== ESTRATTO

I giorni si sgranano sul filo delle stagioni e mi vedono stranamente silenzioso, pacifico e bonario
Poesia somala
L'Ipcc (International panel for
climate change) è stato istituito
dalle Nazioni unite (Unep e
Wmo) nel 1988 a seguito della crescente
richiesta da parte dei Paesi di tutto
il mondo di comprendere meglio le
sfide scientifiche e politiche poste dai
cambiamenti climatici. La missione
dell’Ipcc è quella di redigere e aggiornare
le valutazioni della scienza e di fungere
da interfaccia tra la scienza e i decisori
politici. Ipcc è costituito da tre gruppi di
lavoro (Gdl): il primo Gdl (Wg1) ha il
compito di descrivere le basi scientifiche
della scienza climatica, le osservazioni,
i modelli di simulazione, le attribuzioni
delle cause. Il secondo Gdl (Wg2)
descrive gli impatti, la vulnerabilità e
l’adattamento ai cambiamenti climatici;
infine il terzo Gdl (Wg3) si occupa delle
politiche di mitigazione dei cambiamenti
climatici. Il Summary for Policymakers
(Spm) del Wg1 è stato presentato a
Stoccolma il 27 settembre 2013 ed è
stato il prodotto di un attento lavoro
di revisione realizzato da un gruppo
selezionato di esperti esterni e di esperti
governativi. Alla sessione plenaria finale,
i paesi membri Ipcc hanno approvato
“linea per linea” il testo del Spm che è
divenuto quindi un documento molto
rilevante di supporto ai policymaker, dal
momento che, quando i paesi membri
dell’Ipcc approvano sia il Spm che
i rapporti completi, confermano la
legittimità dei loro contenuti scientifici.
Dall’analisi dei contenuti scientifici
del Spm emerge, come conclusione
fondamentale, un forte consolidamento
del ruolo degli effetti antropogenici
sul sistema climatico. I vari aspetti dei
cambiamenti climatici sono descritti in
maniera molto più “robusta” di quanto
accaduto in passato, attraverso una più
ampia serie di evidenze osservative e una
più approfondita analisi delle incertezze
insite in queste misure. Si trova ad
esempio un’analisi molto attenta e più
dettagliata degli effetti delle nuvole, degli
aerosol, delle radiazioni cosmiche, nonché
di importanti processi e fenomeni come,
ad esempio, i monsoni o le anomalie di El
Niño/La Niña sui cambiamenti climatici.

====

→ **COMPITO RICHIESTO 1**
Rispondi a queste domande sul testo sull'Ipcc:
(a) In che anno è stato istituito l'Ipcc?
(b) Dove e in che data è stato presentato il Summary for Policymakers del Wg1?
(c) Di che cosa si occupa il terzo gruppo di lavoro?
→ **COMPITO RICHIESTO 2**
Prosegui il testo sull'Ipcc partendo subito dopo la sua ultima frase.

== RIGHE DEL DATASET

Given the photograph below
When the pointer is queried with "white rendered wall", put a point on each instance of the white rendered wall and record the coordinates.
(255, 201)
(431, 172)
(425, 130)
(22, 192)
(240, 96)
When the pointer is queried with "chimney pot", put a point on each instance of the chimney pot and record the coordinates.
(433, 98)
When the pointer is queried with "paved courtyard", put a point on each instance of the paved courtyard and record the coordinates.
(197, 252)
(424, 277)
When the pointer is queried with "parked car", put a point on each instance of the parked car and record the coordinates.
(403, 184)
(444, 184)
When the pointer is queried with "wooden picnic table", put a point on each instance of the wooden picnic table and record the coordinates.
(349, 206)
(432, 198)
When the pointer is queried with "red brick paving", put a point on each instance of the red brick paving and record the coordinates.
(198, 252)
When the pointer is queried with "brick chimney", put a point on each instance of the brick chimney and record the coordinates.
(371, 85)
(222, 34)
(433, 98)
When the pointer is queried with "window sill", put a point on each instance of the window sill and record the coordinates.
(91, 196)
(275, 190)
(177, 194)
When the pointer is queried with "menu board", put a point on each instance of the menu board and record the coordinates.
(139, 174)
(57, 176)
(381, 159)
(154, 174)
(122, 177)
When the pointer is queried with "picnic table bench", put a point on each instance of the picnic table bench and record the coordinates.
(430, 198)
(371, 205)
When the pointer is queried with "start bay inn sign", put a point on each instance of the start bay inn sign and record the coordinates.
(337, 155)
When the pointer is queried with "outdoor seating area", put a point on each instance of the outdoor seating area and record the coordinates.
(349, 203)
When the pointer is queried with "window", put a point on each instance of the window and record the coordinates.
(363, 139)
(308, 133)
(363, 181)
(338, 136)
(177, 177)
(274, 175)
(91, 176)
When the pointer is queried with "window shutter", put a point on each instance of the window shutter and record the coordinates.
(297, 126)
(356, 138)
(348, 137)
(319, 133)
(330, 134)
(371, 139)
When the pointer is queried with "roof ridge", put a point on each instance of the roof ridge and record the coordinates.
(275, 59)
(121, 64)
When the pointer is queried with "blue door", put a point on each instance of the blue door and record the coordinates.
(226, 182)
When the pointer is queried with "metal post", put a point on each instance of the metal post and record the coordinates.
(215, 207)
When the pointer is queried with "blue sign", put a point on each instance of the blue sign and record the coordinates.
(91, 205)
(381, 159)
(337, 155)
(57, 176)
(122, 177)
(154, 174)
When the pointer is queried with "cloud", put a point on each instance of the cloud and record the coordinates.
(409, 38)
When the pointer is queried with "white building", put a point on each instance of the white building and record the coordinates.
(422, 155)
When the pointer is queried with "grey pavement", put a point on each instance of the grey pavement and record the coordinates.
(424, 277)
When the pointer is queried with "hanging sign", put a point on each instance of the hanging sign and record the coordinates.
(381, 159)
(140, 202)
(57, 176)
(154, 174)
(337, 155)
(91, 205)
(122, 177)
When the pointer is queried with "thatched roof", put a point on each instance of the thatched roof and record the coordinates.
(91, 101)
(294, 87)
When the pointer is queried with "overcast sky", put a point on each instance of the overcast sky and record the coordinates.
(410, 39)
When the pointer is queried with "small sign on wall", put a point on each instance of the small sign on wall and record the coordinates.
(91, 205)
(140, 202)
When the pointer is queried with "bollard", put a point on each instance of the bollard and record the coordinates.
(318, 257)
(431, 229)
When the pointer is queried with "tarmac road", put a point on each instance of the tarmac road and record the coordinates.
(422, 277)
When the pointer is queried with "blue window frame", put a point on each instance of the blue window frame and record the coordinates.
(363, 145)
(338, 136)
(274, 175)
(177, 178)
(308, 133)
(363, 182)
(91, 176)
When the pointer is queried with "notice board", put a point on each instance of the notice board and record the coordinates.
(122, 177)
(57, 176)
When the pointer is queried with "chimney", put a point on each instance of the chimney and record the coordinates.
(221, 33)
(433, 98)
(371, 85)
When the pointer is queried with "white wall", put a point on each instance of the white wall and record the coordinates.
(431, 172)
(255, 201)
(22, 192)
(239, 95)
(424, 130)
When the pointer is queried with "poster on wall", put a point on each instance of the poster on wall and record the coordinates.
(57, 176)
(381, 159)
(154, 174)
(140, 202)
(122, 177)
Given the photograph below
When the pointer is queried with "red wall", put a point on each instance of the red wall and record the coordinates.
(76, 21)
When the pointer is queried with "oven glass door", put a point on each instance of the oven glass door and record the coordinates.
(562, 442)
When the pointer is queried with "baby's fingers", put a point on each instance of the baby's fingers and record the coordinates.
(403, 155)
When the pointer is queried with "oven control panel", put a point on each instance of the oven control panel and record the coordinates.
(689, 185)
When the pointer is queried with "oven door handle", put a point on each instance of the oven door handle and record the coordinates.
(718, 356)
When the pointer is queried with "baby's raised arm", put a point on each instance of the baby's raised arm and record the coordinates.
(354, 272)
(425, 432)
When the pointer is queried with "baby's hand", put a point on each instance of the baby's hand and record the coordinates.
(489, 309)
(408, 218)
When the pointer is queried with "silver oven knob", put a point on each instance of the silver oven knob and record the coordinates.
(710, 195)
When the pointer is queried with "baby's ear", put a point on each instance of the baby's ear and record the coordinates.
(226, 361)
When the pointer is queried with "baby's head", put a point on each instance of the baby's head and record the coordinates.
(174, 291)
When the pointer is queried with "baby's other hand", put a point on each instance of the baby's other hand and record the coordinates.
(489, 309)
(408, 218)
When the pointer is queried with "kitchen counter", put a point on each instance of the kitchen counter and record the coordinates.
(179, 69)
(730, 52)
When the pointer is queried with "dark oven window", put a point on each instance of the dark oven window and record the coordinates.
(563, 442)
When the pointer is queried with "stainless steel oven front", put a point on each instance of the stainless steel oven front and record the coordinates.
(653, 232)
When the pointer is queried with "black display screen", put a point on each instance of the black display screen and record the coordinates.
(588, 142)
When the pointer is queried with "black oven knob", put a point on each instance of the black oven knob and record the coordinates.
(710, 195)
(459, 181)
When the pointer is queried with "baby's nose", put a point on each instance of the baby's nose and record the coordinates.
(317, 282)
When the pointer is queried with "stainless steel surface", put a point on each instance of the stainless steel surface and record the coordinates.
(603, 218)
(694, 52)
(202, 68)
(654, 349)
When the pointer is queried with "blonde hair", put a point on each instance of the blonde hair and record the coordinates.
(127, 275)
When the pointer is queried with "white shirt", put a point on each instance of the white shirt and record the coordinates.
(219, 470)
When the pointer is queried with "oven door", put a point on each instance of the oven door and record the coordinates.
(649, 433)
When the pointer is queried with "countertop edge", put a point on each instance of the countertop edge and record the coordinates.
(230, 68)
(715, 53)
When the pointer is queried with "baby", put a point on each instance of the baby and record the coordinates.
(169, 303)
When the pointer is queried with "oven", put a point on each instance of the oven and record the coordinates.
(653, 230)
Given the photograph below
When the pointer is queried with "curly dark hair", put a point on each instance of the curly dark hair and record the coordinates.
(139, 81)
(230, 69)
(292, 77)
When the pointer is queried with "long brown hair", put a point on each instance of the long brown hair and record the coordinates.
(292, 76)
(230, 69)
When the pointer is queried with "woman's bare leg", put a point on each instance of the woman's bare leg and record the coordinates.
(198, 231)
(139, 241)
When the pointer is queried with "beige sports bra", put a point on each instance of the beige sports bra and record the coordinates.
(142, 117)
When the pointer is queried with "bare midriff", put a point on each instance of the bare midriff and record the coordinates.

====

→ **RISULTATO 1**
(a) Nel 1988.
(b) A Stoccolma, il 27 settembre 2013.
(c) Delle politiche di mitigazione dei cambiamenti climatici.

→ **RISULTATO 2**
Dal punto di vista degli scenari climatici
futuri, in questo ultimo rapporto del Wg1
sono descritti i risultati ottenuti da un
numero molto maggiore di simulazioni
numeriche, realizzate da una nuova
generazione di modelli climatici molto
avanzati, gli Earth System Models, sia per
quanto concerne le proiezioni climatiche
a corto termine (orizzonte temporale
2016-2035), sia per quelle di lungo periodo
(2086-2100). Infine viene anche rilasciato
un Atlante completo delle proiezioni
climatiche globali e regionali descritte. Un
grande sforzo è stato inoltre compiuto,
come già accennato in precedenza,
per valutare le incertezze scientifiche,
dove per la prima volta tutti i rapporti
dell’Ar5 applicano analoghi approcci per
comunicare il livello di incertezza, sia in
maniera qualitativa, valutando ad esempio
il livello di accordo tra la varia letteratura
scientifica, sia con un approccio più
quantitativo, mediante una più solida analisi
statistica delle osservazioni e dei risultati
delle simulazioni modellistiche.
Dall’analisi del rapporto del Wg1 si
conferma la solidità della Scienza del
clima, nonché l’ampiezza delle variazioni
del clima del pianeta già avvenute e attese
per i prossimi decenni. Non sembrano più
sussistere sorprese: la maggiore mole di dati
e dei risultati modellistici confermano e
rafforzano la conclusione che, con “estrema
probabilità”, la causa dominante del
riscaldamento osservato fin dalla metà del
XX secolo sia costituita dalle attività umane.
Il riscaldamento globale è inequivocabile
e non si è per nulla interrotto o rallentato,
come si è talvolta letto ad esempio in
certa stampa, soprattutto nazionale,
quanto meno “affrettata”: dal 1950 a oggi
sono stati osservati cambiamenti in tutti
i comparti del sistema climatico terrestre.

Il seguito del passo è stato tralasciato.